> [To do]
**A)** Answer these questions using the text on the North Carolina Department of Environmental Quality, one answer per line and marked the same way:
(i) At what street address is the department headquartered?
(ii) How many employees does the department have?
(iii) In 1977, what new name did the department receive?
**B)** Write the next part of the text on the North Carolina Department of Environmental Quality, picking up after its last sentence.

> [Text section]
------------------------------------------------------------------------
North Carolina Department of Environmental Quality
- Great Seal of the State of North Carolina

Agency overview
- Formed: 2015
- Preceding agency: Department of Environmental and Natural Resources (established 1971);
- Jurisdiction: State of North Carolina
- Headquarters: 217 West Jones Street, Raleigh, North Carolina
- Employees: 1,519
- Agency executive: D. Reid Wilson, Secretary;
- Parent agency: Governor of North Carolina
- Website: www.deq.nc.gov

= North Carolina Department of Environmental Quality =

Environmental agency of North Carolina

The North Carolina Department of Environmental Quality (NCDEQ) is an agency of the government of North Carolina that focuses on the preservation and protection of natural resources and public health. The department is headed by the Secretary of Environmental Quality, who is appointed by the Governor of North Carolina and is a member of the North Carolina Cabinet. The Department of Environmental Quality was formed in 2015 and it was preceded by the Department of Environmental and Natural Resources, which was formed in 1971 by the North Carolina Executive Reorganization Act. The current secretary is Elizabeth Biser, who was appointed to the role by Governor Roy Cooper.

==History==
The department was originally established as the Department of Environmental and Natural Resources by the Executive Organization Act of 1971. In 1977 its name was changed to the Department of Natural Resources and Community Development.
------------------------------------------------------------------------
> [Supplied entries]
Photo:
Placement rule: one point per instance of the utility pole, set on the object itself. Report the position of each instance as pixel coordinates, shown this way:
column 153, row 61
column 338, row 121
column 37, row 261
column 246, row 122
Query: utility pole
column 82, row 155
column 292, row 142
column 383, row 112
------------------------------------------------------------------------
> [Outputs in order]
**A)**
(i) 217 West Jones Street, Raleigh, North Carolina
(ii) 1,519
(iii) The Department of Natural Resources and Community Development

**B)**
== Divisions ==
Current Divisions of the NCDEQ include:
- Air Quality
- Coastal Management
- Energy, Mineral, and Land Resources
- Environmental Assistance and Customer Service
- Environmental Education and Public Affairs
- Marine Fisheries
- Legislative and Intergovernmental Affairs
- Mitigation Services
- Waste Management
- Water Infrastructure
- Water Resources
- Financial Services
- General Counsel
- Human Resources
- Stewardship Program

==Secretaries==
The Secretaries of the Department of Environmental Quality have included:
- D. Reid Wilson, January 2025 - present
- Elizabeth Biser, July 2021 until January 2025
- Dionne Delli-Gatti (acting), March 2021 until June 2021
- Michael S. Regan, January 2017 until March 2021.
- Donald R. van der Vaart, January 2015 until December 2016.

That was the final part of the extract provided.